__Brief__. Which lines below contain the string "mask"? List each of them in full, treating uppercase and lowercase letters as different.
┄┄┄┄┄┄┄┄┄┄
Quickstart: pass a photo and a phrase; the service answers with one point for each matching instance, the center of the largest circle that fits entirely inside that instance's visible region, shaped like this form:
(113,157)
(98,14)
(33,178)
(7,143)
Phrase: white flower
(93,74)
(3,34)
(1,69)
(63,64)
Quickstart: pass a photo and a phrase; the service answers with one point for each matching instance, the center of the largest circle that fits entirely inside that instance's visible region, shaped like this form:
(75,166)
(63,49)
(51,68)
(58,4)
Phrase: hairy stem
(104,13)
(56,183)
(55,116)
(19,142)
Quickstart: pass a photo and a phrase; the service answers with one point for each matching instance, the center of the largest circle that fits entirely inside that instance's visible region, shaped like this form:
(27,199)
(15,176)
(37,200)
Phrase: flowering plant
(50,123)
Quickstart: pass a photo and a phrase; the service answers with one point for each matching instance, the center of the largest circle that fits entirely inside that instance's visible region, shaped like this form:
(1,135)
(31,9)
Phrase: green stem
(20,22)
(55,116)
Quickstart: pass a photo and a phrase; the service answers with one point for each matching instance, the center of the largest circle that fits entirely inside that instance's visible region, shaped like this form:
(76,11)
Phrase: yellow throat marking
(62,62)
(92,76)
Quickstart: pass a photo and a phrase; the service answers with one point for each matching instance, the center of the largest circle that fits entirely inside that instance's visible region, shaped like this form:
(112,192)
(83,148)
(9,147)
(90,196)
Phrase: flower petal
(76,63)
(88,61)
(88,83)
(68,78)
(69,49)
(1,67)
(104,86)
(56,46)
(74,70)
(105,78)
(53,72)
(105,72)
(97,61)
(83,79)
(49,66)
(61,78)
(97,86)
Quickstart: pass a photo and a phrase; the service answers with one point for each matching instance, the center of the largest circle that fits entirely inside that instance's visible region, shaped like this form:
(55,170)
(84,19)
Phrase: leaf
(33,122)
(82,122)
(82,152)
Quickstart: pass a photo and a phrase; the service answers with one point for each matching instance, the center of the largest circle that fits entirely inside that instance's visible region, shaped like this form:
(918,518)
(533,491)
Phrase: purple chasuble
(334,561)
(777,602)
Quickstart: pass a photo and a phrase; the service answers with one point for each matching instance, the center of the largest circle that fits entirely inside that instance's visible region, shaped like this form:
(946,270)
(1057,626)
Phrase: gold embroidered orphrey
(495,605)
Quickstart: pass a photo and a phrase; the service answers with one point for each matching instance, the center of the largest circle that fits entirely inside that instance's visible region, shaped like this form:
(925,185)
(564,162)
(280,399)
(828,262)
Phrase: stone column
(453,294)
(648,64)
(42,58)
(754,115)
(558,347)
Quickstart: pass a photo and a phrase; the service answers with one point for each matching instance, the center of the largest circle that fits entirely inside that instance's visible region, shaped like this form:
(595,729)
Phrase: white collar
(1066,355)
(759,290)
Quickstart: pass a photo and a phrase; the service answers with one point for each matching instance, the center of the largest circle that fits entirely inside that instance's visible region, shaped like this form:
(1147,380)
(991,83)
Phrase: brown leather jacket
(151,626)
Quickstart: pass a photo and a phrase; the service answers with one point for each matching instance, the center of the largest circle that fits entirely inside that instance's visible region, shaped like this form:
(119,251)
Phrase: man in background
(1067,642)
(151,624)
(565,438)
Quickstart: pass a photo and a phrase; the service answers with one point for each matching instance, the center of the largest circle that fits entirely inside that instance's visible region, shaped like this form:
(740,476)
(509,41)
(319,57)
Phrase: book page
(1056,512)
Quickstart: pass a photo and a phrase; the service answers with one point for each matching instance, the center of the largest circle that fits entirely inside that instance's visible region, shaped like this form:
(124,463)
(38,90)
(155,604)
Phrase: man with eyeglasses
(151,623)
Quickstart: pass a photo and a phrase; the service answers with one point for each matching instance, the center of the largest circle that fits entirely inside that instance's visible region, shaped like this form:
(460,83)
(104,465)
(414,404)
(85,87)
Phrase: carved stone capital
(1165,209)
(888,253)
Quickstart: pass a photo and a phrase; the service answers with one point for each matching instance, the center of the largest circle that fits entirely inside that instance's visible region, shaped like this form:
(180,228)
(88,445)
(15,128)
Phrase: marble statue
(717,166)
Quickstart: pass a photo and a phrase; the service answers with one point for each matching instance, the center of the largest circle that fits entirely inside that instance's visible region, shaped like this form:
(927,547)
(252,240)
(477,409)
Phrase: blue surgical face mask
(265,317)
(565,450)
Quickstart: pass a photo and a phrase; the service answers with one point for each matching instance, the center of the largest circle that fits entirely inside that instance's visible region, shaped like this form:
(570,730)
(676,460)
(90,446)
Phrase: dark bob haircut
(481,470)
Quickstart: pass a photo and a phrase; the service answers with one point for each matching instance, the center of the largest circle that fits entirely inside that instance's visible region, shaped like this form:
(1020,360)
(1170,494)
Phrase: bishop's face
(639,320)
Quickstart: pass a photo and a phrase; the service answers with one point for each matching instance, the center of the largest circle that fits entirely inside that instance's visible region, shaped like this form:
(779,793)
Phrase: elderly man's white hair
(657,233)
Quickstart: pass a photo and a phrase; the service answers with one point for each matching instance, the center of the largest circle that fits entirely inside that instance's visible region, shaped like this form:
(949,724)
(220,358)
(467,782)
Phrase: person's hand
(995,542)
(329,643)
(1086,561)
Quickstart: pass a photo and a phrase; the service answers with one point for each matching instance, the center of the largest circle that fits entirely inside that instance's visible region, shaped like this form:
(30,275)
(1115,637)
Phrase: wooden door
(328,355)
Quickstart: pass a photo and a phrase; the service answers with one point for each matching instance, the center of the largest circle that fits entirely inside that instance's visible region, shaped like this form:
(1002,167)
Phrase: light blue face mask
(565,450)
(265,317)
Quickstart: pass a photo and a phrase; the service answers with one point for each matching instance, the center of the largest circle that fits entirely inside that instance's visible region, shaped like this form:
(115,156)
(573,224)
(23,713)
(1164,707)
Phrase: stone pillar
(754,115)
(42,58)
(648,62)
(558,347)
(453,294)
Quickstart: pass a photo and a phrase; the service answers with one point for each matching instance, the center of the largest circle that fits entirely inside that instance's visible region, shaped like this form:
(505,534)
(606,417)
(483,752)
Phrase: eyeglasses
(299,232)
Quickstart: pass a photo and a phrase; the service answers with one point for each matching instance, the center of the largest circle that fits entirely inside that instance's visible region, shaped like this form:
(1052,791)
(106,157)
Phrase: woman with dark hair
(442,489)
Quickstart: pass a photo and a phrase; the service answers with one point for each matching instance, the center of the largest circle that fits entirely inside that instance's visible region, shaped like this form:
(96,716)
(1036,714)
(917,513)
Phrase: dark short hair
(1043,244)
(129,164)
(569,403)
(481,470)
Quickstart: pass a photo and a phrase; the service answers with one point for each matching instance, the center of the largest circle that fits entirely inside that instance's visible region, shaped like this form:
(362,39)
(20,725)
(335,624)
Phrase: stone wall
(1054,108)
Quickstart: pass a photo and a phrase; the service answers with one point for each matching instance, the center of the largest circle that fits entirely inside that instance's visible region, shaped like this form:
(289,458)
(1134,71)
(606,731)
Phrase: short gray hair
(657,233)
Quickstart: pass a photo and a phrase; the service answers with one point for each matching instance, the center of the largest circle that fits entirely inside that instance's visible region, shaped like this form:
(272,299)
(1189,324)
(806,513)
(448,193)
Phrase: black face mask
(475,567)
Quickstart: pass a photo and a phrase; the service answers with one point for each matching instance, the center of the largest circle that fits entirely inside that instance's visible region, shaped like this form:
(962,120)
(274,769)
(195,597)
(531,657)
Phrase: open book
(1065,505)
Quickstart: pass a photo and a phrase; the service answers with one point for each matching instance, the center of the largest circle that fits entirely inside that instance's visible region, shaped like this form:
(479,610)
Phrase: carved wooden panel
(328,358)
┄┄┄┄┄┄┄┄┄┄
__Solution to the exercise__.
Phrase: blue surgical face mask
Phrase: light blue face mask
Phrase: black face mask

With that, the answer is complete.